### WORK INSTRUCTIONS
Copy the entries verbatim, starting at their first line and continuing through the line that contains "column 593, row 17", including that line.

##### RECORDS SUPPLIED #####

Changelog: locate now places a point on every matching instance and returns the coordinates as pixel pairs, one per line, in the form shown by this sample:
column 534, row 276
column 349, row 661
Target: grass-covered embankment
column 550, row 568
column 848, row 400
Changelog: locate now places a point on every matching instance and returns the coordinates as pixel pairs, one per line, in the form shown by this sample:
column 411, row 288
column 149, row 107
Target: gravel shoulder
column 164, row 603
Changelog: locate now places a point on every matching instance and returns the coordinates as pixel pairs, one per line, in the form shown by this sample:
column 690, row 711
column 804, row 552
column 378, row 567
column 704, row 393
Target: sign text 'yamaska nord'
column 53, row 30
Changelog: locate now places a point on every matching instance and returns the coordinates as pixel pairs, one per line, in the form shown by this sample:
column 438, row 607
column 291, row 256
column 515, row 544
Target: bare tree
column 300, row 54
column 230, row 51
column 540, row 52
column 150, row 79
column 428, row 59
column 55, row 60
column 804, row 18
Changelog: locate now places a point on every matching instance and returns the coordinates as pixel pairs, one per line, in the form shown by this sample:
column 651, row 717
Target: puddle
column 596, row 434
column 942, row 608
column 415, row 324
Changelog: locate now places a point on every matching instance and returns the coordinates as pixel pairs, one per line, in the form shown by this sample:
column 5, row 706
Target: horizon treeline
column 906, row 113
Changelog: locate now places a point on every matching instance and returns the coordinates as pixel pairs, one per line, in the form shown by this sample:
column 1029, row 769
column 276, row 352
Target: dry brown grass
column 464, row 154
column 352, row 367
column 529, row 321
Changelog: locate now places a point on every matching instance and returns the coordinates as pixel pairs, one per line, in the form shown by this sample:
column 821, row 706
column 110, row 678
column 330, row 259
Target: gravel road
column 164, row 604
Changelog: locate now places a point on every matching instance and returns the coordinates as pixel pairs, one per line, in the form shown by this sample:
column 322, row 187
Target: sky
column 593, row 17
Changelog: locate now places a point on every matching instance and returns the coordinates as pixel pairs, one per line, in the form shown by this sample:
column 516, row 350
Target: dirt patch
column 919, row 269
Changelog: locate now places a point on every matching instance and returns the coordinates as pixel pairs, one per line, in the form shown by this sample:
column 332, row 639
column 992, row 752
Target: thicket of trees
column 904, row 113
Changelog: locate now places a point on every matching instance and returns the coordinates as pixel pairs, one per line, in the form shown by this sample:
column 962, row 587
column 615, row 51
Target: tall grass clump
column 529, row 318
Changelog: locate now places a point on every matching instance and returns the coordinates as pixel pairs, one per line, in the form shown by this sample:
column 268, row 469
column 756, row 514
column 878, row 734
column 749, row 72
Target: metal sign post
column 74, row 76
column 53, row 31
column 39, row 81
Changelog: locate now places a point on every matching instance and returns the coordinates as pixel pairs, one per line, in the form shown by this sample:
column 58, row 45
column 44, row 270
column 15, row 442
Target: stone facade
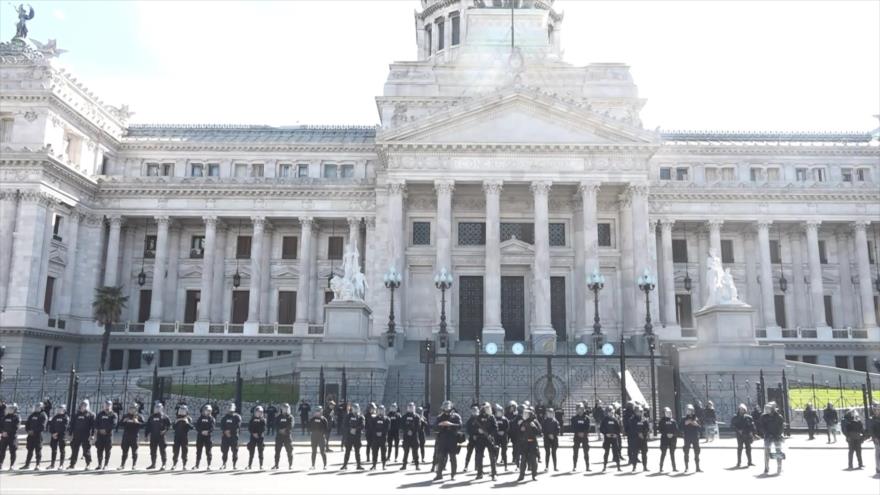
column 518, row 172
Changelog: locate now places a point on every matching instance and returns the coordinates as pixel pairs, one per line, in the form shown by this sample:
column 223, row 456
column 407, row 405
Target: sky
column 734, row 65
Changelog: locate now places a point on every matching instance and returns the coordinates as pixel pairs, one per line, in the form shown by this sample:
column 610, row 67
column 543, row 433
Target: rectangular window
column 215, row 357
column 243, row 247
column 166, row 358
column 727, row 251
column 184, row 357
column 779, row 308
column 149, row 246
column 47, row 299
column 421, row 233
column 334, row 248
column 829, row 311
column 289, row 247
column 197, row 246
column 286, row 307
column 683, row 311
column 456, row 29
column 557, row 234
column 471, row 234
column 604, row 231
column 679, row 251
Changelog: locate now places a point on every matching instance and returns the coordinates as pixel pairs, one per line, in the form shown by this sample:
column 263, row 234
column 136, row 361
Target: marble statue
column 352, row 285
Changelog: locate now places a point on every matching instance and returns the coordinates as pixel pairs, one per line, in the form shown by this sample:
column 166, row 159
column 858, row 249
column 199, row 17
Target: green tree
column 107, row 307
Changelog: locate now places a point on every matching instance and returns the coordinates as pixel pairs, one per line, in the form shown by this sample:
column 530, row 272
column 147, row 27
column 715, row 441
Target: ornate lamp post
column 392, row 281
column 647, row 283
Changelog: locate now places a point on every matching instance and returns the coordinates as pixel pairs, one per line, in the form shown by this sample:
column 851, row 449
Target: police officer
column 57, row 435
column 744, row 426
column 318, row 427
column 448, row 426
column 284, row 436
column 611, row 430
column 182, row 426
column 502, row 429
column 9, row 434
column 35, row 426
column 204, row 430
column 379, row 430
column 131, row 424
column 257, row 429
column 484, row 439
column 580, row 427
column 354, row 430
column 230, row 425
column 393, row 430
column 410, row 425
column 529, row 431
column 82, row 427
column 105, row 423
column 157, row 425
column 668, row 429
column 691, row 429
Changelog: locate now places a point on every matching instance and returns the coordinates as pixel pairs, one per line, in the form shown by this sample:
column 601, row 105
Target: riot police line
column 509, row 437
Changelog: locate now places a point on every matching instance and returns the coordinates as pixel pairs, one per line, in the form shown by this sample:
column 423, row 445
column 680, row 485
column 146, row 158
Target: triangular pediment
column 518, row 118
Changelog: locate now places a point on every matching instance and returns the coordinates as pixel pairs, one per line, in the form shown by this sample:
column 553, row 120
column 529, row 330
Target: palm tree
column 107, row 306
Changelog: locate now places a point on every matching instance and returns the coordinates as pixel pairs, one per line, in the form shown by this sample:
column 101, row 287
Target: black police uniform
column 182, row 426
column 35, row 426
column 131, row 426
column 105, row 423
column 204, row 429
column 257, row 429
column 9, row 438
column 529, row 431
column 319, row 428
column 58, row 436
column 82, row 427
column 283, row 438
column 580, row 427
column 354, row 430
column 691, row 427
column 410, row 425
column 744, row 426
column 668, row 429
column 610, row 429
column 230, row 425
column 157, row 425
column 484, row 439
column 447, row 441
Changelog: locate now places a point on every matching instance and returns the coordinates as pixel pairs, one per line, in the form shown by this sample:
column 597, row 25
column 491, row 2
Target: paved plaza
column 811, row 468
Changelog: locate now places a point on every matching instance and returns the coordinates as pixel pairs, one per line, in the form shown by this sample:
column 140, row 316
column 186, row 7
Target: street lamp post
column 443, row 281
column 392, row 282
column 647, row 283
column 595, row 283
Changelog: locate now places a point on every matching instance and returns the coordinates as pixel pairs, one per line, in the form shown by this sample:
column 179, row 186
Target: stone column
column 65, row 299
column 112, row 263
column 301, row 326
column 256, row 271
column 863, row 265
column 668, row 282
column 208, row 269
column 817, row 290
column 159, row 267
column 767, row 301
column 492, row 329
column 541, row 287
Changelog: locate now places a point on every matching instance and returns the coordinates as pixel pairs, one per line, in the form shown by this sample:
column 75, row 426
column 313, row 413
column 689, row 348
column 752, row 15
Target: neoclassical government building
column 493, row 158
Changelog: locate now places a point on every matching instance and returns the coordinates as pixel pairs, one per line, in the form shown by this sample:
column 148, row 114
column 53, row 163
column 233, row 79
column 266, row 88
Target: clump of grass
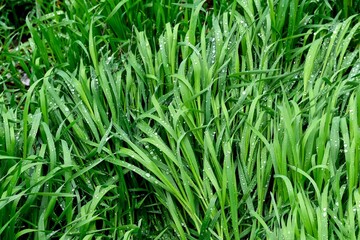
column 237, row 123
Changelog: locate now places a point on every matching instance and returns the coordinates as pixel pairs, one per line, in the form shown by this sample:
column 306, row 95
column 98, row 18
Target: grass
column 194, row 120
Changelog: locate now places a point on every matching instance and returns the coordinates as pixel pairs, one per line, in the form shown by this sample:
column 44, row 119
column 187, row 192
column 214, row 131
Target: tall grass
column 229, row 121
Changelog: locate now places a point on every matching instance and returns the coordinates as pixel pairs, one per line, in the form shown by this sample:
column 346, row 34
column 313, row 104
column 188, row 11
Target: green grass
column 195, row 120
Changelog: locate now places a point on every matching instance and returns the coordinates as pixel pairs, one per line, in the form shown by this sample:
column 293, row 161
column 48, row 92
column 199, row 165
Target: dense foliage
column 187, row 120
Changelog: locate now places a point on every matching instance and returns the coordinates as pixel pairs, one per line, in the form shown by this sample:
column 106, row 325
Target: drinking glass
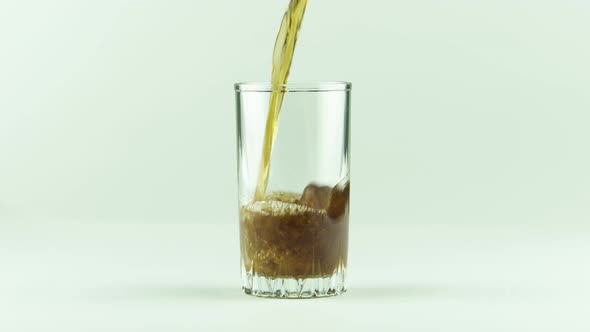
column 294, row 237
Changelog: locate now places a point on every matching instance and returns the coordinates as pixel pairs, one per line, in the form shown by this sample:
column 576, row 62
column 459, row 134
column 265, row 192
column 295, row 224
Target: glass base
column 294, row 288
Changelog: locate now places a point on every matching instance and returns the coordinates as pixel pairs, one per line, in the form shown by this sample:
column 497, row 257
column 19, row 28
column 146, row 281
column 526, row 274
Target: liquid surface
column 289, row 235
column 281, row 66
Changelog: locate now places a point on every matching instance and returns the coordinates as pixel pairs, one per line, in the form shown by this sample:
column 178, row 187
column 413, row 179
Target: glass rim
column 310, row 86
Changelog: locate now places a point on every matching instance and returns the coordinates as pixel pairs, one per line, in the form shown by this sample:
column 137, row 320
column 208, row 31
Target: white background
column 470, row 161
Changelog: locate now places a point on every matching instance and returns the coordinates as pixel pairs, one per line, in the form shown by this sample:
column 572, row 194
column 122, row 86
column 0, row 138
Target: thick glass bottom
column 294, row 288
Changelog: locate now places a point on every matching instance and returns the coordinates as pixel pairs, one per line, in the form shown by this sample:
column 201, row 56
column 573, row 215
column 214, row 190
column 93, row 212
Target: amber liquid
column 292, row 235
column 289, row 235
column 281, row 66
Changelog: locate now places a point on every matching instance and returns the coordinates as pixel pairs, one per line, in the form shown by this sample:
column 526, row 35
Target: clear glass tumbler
column 294, row 237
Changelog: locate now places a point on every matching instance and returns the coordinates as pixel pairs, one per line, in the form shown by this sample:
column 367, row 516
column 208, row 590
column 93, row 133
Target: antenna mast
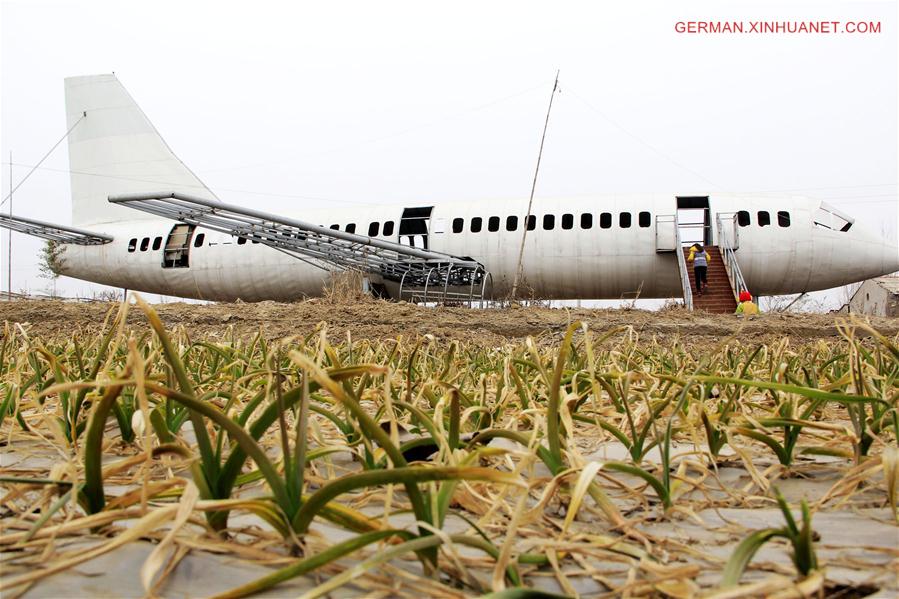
column 524, row 233
column 9, row 237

#####

### CORRECT RESPONSE
Changelog: locate now places a point on every matching instance and returns the coordinates as pixel pairs, one per line, in the form shown by this sample:
column 534, row 276
column 349, row 661
Target: grass-covered embankment
column 550, row 568
column 848, row 400
Changelog: locate now places a point on every matching instance and returns the coordinates as pixel pairs, one per line, in the form shown by this sample:
column 411, row 288
column 149, row 107
Target: gravel shoulder
column 164, row 603
Changelog: locate now places a point on every matching instance and returns the coordinates as pixel pairs, one per line, in the form shown by this sample:
column 690, row 711
column 804, row 552
column 378, row 567
column 704, row 393
Target: sign text 'yamaska nord'
column 53, row 30
Changelog: locate now places a point on every matching instance and returns the coordinates as pixel pairs, one per line, in the form shown by this sample:
column 438, row 607
column 291, row 256
column 515, row 544
Target: bare tree
column 300, row 54
column 230, row 51
column 540, row 52
column 150, row 79
column 428, row 59
column 55, row 60
column 804, row 18
Changelog: locate now places a point on every matching instance and returns the coordinates as pixel pairs, one per line, in the form shown by this sample:
column 651, row 717
Target: puddle
column 596, row 434
column 942, row 608
column 415, row 324
Changelog: locate now places a point on every matching instance and returns the coordinates as pixel pairs, one per line, in the form shown by this sample:
column 5, row 706
Target: horizon treeline
column 906, row 113
Changelog: locate now places a point on every matching instance and returns the coordinates as pixel pairs, one per line, in the form shown by this sample:
column 1029, row 769
column 276, row 352
Target: dry brown grass
column 464, row 154
column 352, row 367
column 529, row 321
Changelog: locate now places a point on every matching instance and returns the coordinates as pixel pairs, one per line, in the form shown by this sample:
column 821, row 706
column 110, row 678
column 330, row 259
Target: gravel road
column 164, row 604
Changelog: locate now places a point on every matching instance and returns the coordinates as pixel pairs, one per line, in the form shown by this sample:
column 322, row 187
Target: sky
column 593, row 17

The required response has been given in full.